● **Reading text**
How advances in alternative plastics could help address the waste crisis

Plastics, much like the hydrocarbon cousins they’re derived from, are inherently useful. Cheap, abundant, and multifunctional, they touch virtually every aspect of daily life, from clothing, packaging and consumer goods to electronics, automotive components and medical devices. 

But this utility has fuelled ubiquity and, in the absence of adequate circular practices, plastic waste has become a major environmental hazard. Around 450 million tonnes of plastic waste is generated globally each year, with less than 10 per cent recycled. The remainder is incinerated, sent to landfill or littered, with an estimated 2 million tonnes washing into our oceans.

At this stage the problem is well known but, just as with fossil fuels, behaviour has been resistant to change. In December 2024, representatives from nearly 200 countries came together for the INC-5 talks with the aim of establishing a global plastics treaty. However, just as with the COP talks to tackle emissions, major oil-producing countries blocked meaningful progress.

Dr Marc Rodriguez Garcia, Xampla

In the absence of a global agreement, the best hope for tackling the plastics crisis may lie with technology - tweaking plastics to make them biodegradable or replacing petrochemical feedstocks with plant material. And with a global plastics market north of $700 billion - set to top $1 trillion by 2033 – the incentive is financial as much as it’s environmental.

One of the biggest challenges is single-use plastics, pervasive across everything from packaging and FMCG (fast moving consumer goods) to takeaway boxes and coffee cups. While many single-use items – plastic straws for example - can be easily identified and replaced with greener alternatives, others are less visible and have functionality that biomaterials struggle to match.   

“I think one of the main challenges with new materials like bioplastics in general, is that they do not easily integrate with existing recycling streams,” Dr Marc Rodriguez Garcia, co-founder and CTO at Xampla, told The Engineer.

Spun out of Cambridge University, Xampla converts protein feedstocks from plants such as peas, potatoes and rapeseed into sustainable biopolymer materials. Initially aiming to replace a range of single-use plastics, more recently the company has narrowed its focus.

“Most of our progress has actually been on focusing on certain applications where, essentially, our materials can replace the types of plastics which are impossible to recycle,” said Rodriguez Garcia.

A primary target for Xampla are the thin plastic coatings applied to cardboard and paper that act as a barrier against grease or liquids. These super thin layers of polymers – sometimes containing PFAS or ‘forever chemicals’ – are prevalent in coffee cups and takeaway boxes. The coatings can be particularly pernicious as consumers often believe the packaging is recyclable, when in fact the plastic layers contaminate recycling streams.

● **Given data**
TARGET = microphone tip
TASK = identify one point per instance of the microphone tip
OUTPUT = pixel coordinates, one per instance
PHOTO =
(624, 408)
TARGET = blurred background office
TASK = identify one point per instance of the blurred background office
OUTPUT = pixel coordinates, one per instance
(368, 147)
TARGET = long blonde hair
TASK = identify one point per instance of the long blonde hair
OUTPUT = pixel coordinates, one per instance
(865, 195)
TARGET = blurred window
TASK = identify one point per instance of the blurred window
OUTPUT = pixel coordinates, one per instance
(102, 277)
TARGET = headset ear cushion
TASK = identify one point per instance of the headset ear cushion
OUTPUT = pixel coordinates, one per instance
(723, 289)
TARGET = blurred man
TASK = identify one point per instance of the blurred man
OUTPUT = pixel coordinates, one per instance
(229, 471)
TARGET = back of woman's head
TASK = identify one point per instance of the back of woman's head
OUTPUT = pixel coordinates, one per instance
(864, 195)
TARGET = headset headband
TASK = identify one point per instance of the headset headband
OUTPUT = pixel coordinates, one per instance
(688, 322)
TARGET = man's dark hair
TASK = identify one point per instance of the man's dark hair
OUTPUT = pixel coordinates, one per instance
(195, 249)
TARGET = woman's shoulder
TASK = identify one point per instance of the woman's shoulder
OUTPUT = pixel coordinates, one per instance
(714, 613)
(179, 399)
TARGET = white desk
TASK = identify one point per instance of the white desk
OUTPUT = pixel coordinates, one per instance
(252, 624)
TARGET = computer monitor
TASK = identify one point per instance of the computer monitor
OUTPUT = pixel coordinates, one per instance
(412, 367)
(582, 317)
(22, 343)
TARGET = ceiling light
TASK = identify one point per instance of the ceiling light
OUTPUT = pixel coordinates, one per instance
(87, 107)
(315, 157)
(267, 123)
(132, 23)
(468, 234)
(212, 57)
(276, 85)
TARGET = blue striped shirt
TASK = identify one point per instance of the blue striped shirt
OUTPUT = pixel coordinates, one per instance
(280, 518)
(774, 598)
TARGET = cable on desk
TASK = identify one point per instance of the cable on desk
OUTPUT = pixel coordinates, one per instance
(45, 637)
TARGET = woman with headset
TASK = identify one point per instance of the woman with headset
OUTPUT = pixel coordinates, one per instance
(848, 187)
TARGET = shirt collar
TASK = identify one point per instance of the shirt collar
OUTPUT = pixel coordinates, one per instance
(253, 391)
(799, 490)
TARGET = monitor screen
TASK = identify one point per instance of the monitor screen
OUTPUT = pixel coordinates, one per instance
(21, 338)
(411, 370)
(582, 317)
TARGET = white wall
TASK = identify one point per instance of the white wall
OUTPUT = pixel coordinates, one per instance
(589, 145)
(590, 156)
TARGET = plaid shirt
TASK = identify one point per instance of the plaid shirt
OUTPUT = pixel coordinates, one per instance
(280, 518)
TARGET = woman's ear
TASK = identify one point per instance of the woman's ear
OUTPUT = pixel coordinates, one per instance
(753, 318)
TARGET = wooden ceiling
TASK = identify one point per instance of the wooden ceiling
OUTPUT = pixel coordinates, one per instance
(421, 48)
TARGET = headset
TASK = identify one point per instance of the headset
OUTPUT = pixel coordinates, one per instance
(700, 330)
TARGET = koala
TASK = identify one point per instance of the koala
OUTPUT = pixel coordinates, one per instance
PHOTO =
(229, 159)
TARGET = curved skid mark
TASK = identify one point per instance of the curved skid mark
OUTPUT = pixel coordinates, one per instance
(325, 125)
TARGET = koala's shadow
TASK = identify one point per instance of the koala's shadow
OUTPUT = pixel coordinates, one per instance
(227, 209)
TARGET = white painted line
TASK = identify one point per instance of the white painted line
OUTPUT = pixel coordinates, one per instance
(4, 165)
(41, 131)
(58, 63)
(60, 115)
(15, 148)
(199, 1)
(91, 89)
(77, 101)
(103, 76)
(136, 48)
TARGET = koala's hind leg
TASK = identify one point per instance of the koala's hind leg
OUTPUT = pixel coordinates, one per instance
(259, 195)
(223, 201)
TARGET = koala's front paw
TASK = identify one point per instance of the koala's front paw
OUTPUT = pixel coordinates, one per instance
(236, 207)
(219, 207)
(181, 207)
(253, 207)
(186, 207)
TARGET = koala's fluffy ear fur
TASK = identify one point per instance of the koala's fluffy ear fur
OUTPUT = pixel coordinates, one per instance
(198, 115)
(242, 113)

● **Your tasks**
1/ From the article on alternative plastics, extract everything from "But this utility" down to "into our oceans.".
2/ Continue the article on alternative plastics from the point where it stops.
The records play no part in the work here.

● **Results for the exercise**
1/
But this utility has fuelled ubiquity and, in the absence of adequate circular practices, plastic waste has become a major environmental hazard. Around 450 million tonnes of plastic waste is generated globally each year, with less than 10 per cent recycled. The remainder is incinerated, sent to landfill or littered, with an estimated 2 million tonnes washing into our oceans.

2/
“Coatings on paper, for example, these are the types of very thin layers of plastics that are too small to be captured in existing recycling waste streams, and especially if they’re part of a separate material like a cardboard box,” said Rodriguez Garcia.

“The paper potentially can be recycled, but a very thin plastic layer, which is only like a few microns thick…that’s very thin to actually be captured in the recycling stream…the highest likelihood for them is to end up being incinerated or actually leaking into the environment. So all of our applications are specifically focused on trying to replace those invisible plastics and I think that’s now become our USP.”

Xampla’s Morro coating provides similar functionality to these existing plastic coatings but allows the underlying paper or cardboard to be recycled. A deal last year with Finnish consumer packaging company Huhtamäki and the 2M Group of Companies will see takeaway boxes featuring Morro rolled out commercially. This follows a licensing agreement between Xampla and 2M for the latter to produce Morro at industrial scale.

“Manufacturing these materials at scale, it takes a lot of investment and it fundamentally takes a lot of expertise,” said Rodriguez Garcia. “That’s why we decided to go down the route of licensing and these partnerships with companies like 2M who have been manufacturing chemicals and other bio-based ingredients for decades.”

Another emerging use case for Xampla’s technology is microencapsulation – using the biopolymer to encase things like fragrance oils or vitamins in liquids. Often deployed in cosmetics or personal care products, microencapsulation protects ingredients and can extend shelf life but relies on harmful microplastics to do so. Xampla’s tech offers a biodegradable alternative.

“There’s like tens of thousands of tons of these intentionally added microplastics leaking directly into the environment,” said Rodriguez Garcia. “We can provide a completely natural polymer alternative to an existing plastic material that’s being used in that application.”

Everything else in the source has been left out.